:: Work to do ::
Could you reproduce every line from the start of the records through the line containing "28 421 L 25", offsetting each coordinate in the answers by 141, and omit the pictures?

(Stored entries)
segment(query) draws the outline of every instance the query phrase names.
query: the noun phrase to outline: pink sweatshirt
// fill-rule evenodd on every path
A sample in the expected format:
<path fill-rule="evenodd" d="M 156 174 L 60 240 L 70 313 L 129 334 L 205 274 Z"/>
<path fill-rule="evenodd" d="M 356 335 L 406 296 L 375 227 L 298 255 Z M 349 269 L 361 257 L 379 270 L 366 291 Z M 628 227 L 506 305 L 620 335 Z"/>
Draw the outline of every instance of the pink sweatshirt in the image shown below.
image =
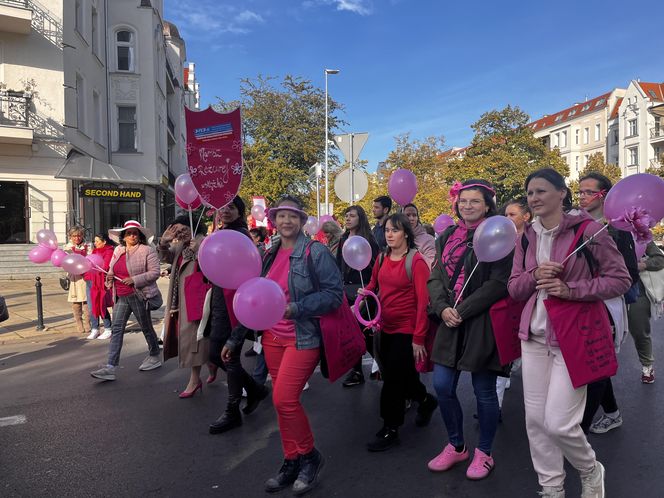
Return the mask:
<path fill-rule="evenodd" d="M 563 215 L 560 226 L 553 237 L 550 261 L 561 262 L 565 259 L 570 245 L 574 239 L 574 226 L 583 220 L 592 219 L 585 211 L 570 211 Z M 587 240 L 597 233 L 602 225 L 593 221 L 585 229 L 583 240 Z M 517 240 L 514 251 L 514 264 L 512 275 L 507 284 L 507 290 L 513 299 L 527 301 L 521 314 L 519 326 L 519 338 L 528 340 L 530 335 L 530 322 L 537 303 L 538 291 L 535 289 L 536 282 L 534 272 L 537 269 L 537 234 L 531 226 L 526 226 L 524 236 L 528 239 L 528 248 L 524 257 L 521 240 Z M 631 286 L 631 278 L 625 267 L 625 260 L 618 252 L 616 244 L 606 230 L 601 232 L 586 247 L 595 257 L 599 268 L 598 276 L 593 277 L 588 268 L 586 258 L 581 254 L 572 256 L 565 264 L 562 280 L 570 289 L 570 300 L 572 301 L 598 301 L 617 297 Z M 552 346 L 558 346 L 558 341 L 550 326 L 547 326 L 546 341 Z"/>

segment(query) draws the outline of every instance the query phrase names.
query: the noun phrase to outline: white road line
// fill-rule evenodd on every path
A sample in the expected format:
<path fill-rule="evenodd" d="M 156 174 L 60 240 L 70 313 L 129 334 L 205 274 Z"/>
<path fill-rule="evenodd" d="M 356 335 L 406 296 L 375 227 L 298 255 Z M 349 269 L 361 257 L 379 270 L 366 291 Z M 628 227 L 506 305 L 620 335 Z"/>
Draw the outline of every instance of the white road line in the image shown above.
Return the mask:
<path fill-rule="evenodd" d="M 28 421 L 25 415 L 14 415 L 13 417 L 4 417 L 0 418 L 0 427 L 6 425 L 20 425 L 25 424 Z"/>

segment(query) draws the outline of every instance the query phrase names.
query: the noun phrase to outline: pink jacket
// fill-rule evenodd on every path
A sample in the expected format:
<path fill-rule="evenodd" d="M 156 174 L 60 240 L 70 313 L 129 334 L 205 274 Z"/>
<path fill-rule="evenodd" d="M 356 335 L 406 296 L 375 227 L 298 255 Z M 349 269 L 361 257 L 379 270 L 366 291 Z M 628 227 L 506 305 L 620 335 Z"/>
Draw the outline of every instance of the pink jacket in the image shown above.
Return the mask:
<path fill-rule="evenodd" d="M 113 251 L 111 264 L 109 265 L 108 274 L 113 275 L 113 267 L 118 258 L 126 252 L 125 246 L 117 246 Z M 154 247 L 150 245 L 141 244 L 136 252 L 127 257 L 127 270 L 129 275 L 134 279 L 134 287 L 138 289 L 146 299 L 155 297 L 159 294 L 159 287 L 157 287 L 157 279 L 159 278 L 159 256 Z"/>
<path fill-rule="evenodd" d="M 574 240 L 574 227 L 586 219 L 592 218 L 585 211 L 572 211 L 563 216 L 551 247 L 551 261 L 560 262 L 565 259 Z M 592 221 L 584 231 L 583 240 L 587 240 L 601 228 L 601 224 Z M 514 264 L 512 265 L 512 275 L 507 284 L 507 290 L 513 299 L 527 301 L 521 314 L 519 326 L 519 338 L 527 341 L 530 334 L 530 321 L 537 301 L 534 277 L 534 272 L 537 269 L 537 234 L 531 226 L 526 226 L 523 236 L 528 239 L 525 268 L 523 246 L 521 245 L 521 239 L 519 239 L 514 251 Z M 631 278 L 625 267 L 625 260 L 618 252 L 616 244 L 608 232 L 606 230 L 601 232 L 586 247 L 590 248 L 590 252 L 599 265 L 597 269 L 598 276 L 593 277 L 591 275 L 586 258 L 581 251 L 572 256 L 565 263 L 565 270 L 562 275 L 562 280 L 567 283 L 570 289 L 570 300 L 597 301 L 617 297 L 627 292 L 631 285 Z M 558 345 L 558 341 L 550 327 L 546 331 L 546 340 L 552 346 Z"/>

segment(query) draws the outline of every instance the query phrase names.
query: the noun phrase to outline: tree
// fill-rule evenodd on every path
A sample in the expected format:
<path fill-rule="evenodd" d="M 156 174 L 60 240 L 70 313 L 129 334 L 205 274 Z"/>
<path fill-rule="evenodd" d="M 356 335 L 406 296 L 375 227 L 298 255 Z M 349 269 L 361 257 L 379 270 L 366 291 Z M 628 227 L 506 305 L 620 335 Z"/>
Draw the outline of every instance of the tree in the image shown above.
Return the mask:
<path fill-rule="evenodd" d="M 241 106 L 244 137 L 244 177 L 240 195 L 273 202 L 283 194 L 306 198 L 311 190 L 309 167 L 323 162 L 325 93 L 311 81 L 287 75 L 275 87 L 275 77 L 258 76 L 240 82 L 240 100 L 214 105 L 219 112 Z M 328 100 L 328 134 L 344 124 L 336 114 L 343 106 Z M 334 166 L 337 157 L 332 154 Z"/>
<path fill-rule="evenodd" d="M 480 116 L 472 125 L 475 136 L 455 168 L 457 179 L 483 178 L 496 187 L 499 204 L 524 194 L 527 176 L 540 168 L 569 175 L 558 149 L 550 150 L 527 126 L 530 118 L 518 107 L 507 106 Z"/>

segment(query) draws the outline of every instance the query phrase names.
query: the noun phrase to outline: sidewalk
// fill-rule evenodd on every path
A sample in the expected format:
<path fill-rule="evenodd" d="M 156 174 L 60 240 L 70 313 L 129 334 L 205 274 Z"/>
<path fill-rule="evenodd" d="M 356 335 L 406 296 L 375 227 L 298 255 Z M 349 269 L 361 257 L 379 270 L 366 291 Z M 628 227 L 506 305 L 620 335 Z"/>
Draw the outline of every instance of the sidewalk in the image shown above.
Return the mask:
<path fill-rule="evenodd" d="M 0 324 L 0 345 L 18 342 L 53 341 L 69 336 L 81 337 L 76 331 L 71 303 L 67 302 L 67 293 L 62 290 L 58 278 L 42 278 L 42 301 L 44 309 L 44 330 L 37 330 L 37 294 L 34 280 L 2 280 L 0 295 L 7 300 L 9 320 Z M 167 278 L 157 281 L 166 300 L 168 292 Z M 164 318 L 164 306 L 152 312 L 152 322 L 159 335 Z M 140 330 L 138 323 L 131 316 L 127 330 Z M 84 337 L 84 336 L 83 336 Z"/>

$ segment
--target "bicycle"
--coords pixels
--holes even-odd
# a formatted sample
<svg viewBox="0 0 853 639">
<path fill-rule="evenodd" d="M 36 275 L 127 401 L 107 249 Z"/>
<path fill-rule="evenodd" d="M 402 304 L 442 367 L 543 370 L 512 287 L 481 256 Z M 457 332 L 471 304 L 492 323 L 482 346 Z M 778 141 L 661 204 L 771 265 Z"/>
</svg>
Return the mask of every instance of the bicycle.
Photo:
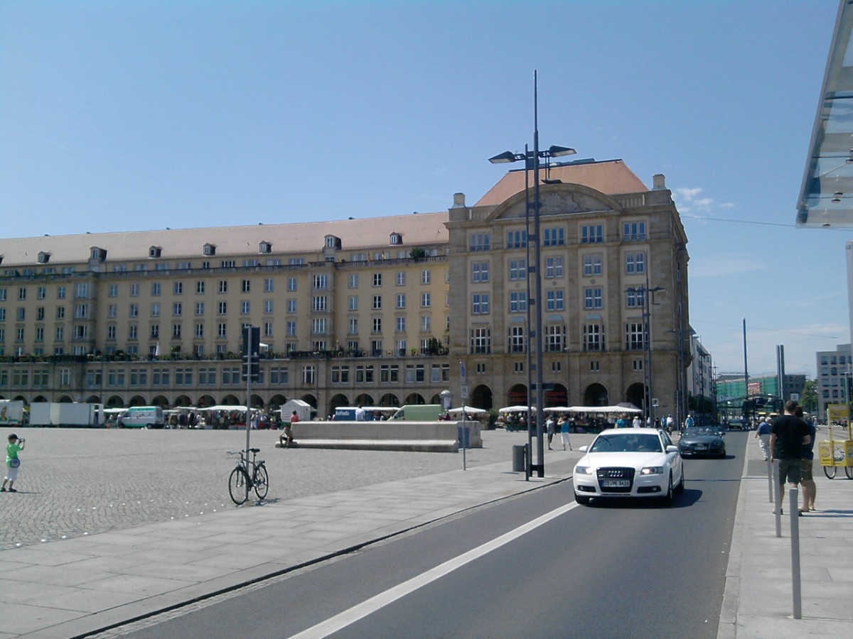
<svg viewBox="0 0 853 639">
<path fill-rule="evenodd" d="M 231 471 L 228 479 L 228 492 L 231 501 L 238 506 L 245 504 L 249 498 L 249 491 L 254 489 L 258 499 L 266 498 L 270 491 L 270 475 L 267 473 L 264 460 L 258 461 L 260 448 L 250 448 L 247 451 L 229 451 L 229 455 L 240 455 L 236 467 Z M 252 460 L 249 461 L 249 454 Z M 249 473 L 249 468 L 252 473 Z"/>
</svg>

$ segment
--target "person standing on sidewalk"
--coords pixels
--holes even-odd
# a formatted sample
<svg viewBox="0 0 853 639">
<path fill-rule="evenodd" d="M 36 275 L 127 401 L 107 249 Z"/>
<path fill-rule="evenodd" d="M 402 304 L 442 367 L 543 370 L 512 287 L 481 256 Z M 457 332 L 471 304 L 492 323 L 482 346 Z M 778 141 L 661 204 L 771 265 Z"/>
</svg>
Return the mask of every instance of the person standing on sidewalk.
<svg viewBox="0 0 853 639">
<path fill-rule="evenodd" d="M 6 482 L 9 482 L 9 492 L 17 492 L 13 488 L 15 481 L 18 479 L 18 469 L 20 468 L 20 459 L 18 453 L 24 450 L 24 440 L 19 440 L 18 435 L 12 434 L 9 436 L 9 444 L 6 446 L 6 476 L 3 479 L 3 487 L 0 492 L 6 492 Z"/>
<path fill-rule="evenodd" d="M 805 422 L 794 414 L 798 404 L 785 402 L 785 414 L 776 417 L 770 427 L 770 461 L 779 460 L 779 492 L 785 497 L 785 482 L 796 488 L 800 482 L 803 446 L 811 443 Z"/>
<path fill-rule="evenodd" d="M 566 418 L 565 415 L 561 415 L 560 421 L 557 422 L 557 425 L 560 427 L 560 439 L 563 442 L 563 450 L 568 446 L 569 450 L 572 450 L 572 442 L 569 440 L 569 420 Z"/>
<path fill-rule="evenodd" d="M 755 436 L 758 438 L 761 454 L 766 462 L 770 458 L 770 418 L 765 417 L 756 429 Z"/>
<path fill-rule="evenodd" d="M 803 407 L 798 406 L 794 414 L 806 423 L 811 433 L 811 441 L 803 445 L 803 469 L 800 473 L 800 483 L 803 485 L 803 507 L 801 513 L 809 513 L 815 509 L 815 496 L 817 494 L 817 486 L 815 484 L 813 469 L 815 465 L 815 435 L 817 428 L 815 423 L 803 416 Z"/>
</svg>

:: Answer for this exercise ::
segment(query) draws the outline of every instance the query phrase names.
query: the noun phrase to outline: pink sweatshirt
// fill-rule evenodd on every path
A sample in the expected format:
<path fill-rule="evenodd" d="M 156 174 L 60 240 L 70 313 L 129 334 L 205 274 Z"/>
<path fill-rule="evenodd" d="M 356 335 L 406 296 L 375 227 L 298 255 Z M 349 269 L 361 257 L 379 270 L 366 291 Z M 628 227 L 506 305 L 620 335 Z"/>
Draw the outline of every instance of the pink sweatshirt in the image shown below.
image =
Return the mask:
<path fill-rule="evenodd" d="M 704 356 L 701 367 L 694 378 L 691 402 L 702 403 L 706 400 L 711 386 L 715 380 L 715 367 L 724 361 L 733 360 L 726 352 L 711 352 Z M 728 381 L 738 374 L 743 366 L 734 362 L 726 370 L 724 381 Z M 658 381 L 655 392 L 655 405 L 653 416 L 648 425 L 648 431 L 654 440 L 668 442 L 662 455 L 660 467 L 660 479 L 669 481 L 671 476 L 671 463 L 678 444 L 679 432 L 676 430 L 677 423 L 675 413 L 678 410 L 678 375 L 672 367 L 667 367 L 665 377 L 669 380 L 669 389 L 665 398 L 662 381 Z M 772 427 L 772 419 L 766 408 L 766 401 L 759 393 L 757 385 L 747 371 L 742 373 L 727 388 L 736 398 L 740 409 L 739 417 L 734 418 L 729 409 L 727 399 L 722 395 L 713 397 L 706 405 L 703 421 L 711 430 L 711 441 L 713 442 L 739 442 L 758 438 Z M 693 487 L 699 487 L 699 482 L 691 467 L 688 467 L 687 482 Z"/>

segment(query) draws the outline of every instance the query phrase names.
query: the noun phrase to outline: white road line
// fill-rule evenodd on every path
A sample in the expected format:
<path fill-rule="evenodd" d="M 156 174 L 60 240 L 70 313 L 129 334 L 205 274 Z"/>
<path fill-rule="evenodd" d="M 356 335 L 406 296 L 375 227 L 298 255 Z M 349 269 L 361 257 L 379 270 L 366 291 Z M 628 227 L 506 305 L 620 335 Z"/>
Draw the outline of every instance of the white road line in the image shown above.
Return the mask:
<path fill-rule="evenodd" d="M 169 562 L 166 556 L 155 556 L 154 558 L 145 558 L 141 559 L 141 568 L 147 566 L 161 566 L 166 565 Z"/>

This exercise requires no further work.